Land Acknowledgement

CAELi sits on the original homelands of the Coast Salish people,
at the instersection of the Nisqually and Cowlitz Tribes

We recognize that we are operating on occupied Indigenous territory, within the area specified by the Treaty of Medicine Creek (1854). When land wasn’t ceded through good faith efforts, it was often stolen from our Indigenous relatives. She-nah-nam has been home to these people for thousands of years and we honor and respect their continued presence. It is important to understand the longstanding history that has brought us all to reside on this land and to seek to understand our place within that history.

Both the State of Washington and the United States Government carried out genocide, ethnic cleansing, and forced removal against the Coast Salish as a way to acquire land. They broke promises. Despite centuries of colonial theft and violence, this is still Indigenous land. It will always be Indigenous land.

Land acknowledgments do not exist in a past tense, or historical context: colonialism is a current ongoing process, and we need to build our mindfulness of our present participation. 

Going Beyond Acknowledgement

Acknowledging the land we occupy is ony the first step.

→ Using the information
[1] Which treaty does the land acknowledgement name as specifying the area where CAELi operates?
[2] Why does the land acknowledgement say that such acknowledgments do not exist in a past tense or historical context? Answer in one to three sentences.

→ The data
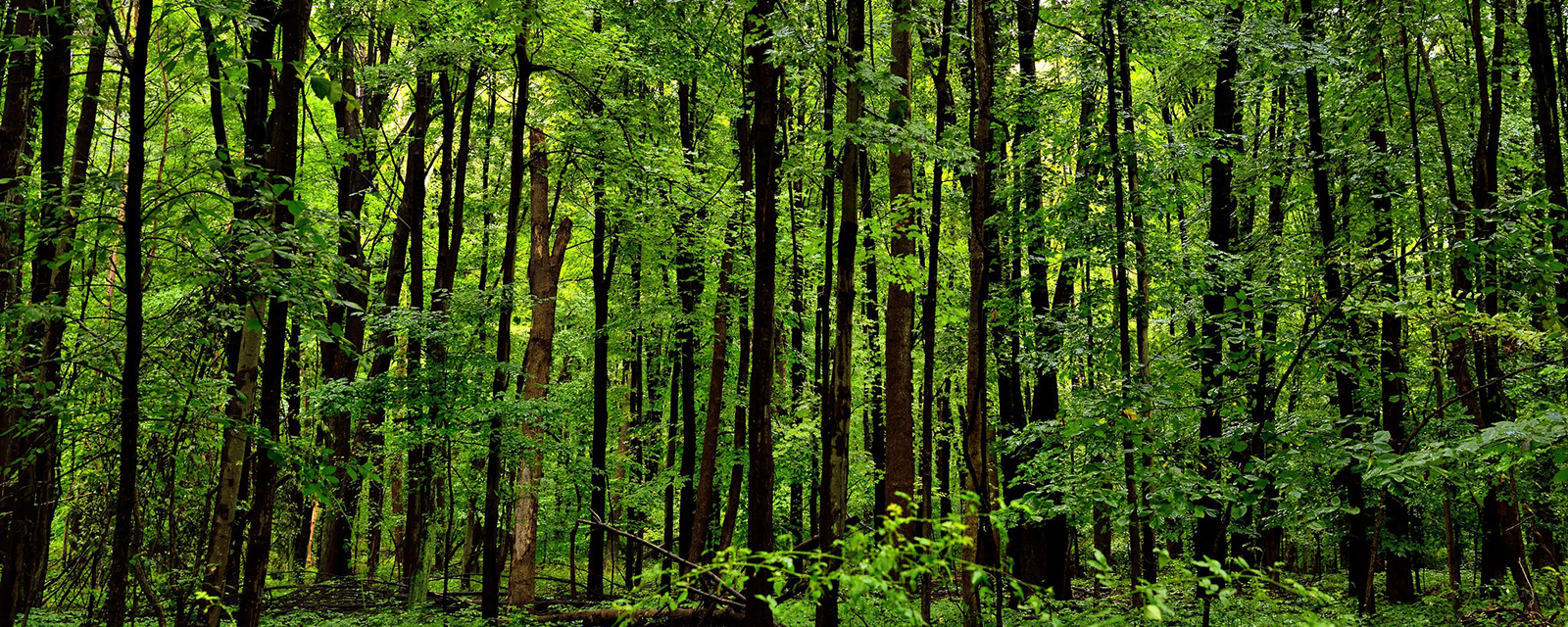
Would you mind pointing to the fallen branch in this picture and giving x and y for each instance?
(681, 616)
(676, 558)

→ Answers to the tasks
[1] The Treaty of Medicine Creek (1854).

[2] Colonialism is a current, ongoing process rather than something finished. Because of that, we need to build mindfulness of our present participation in it.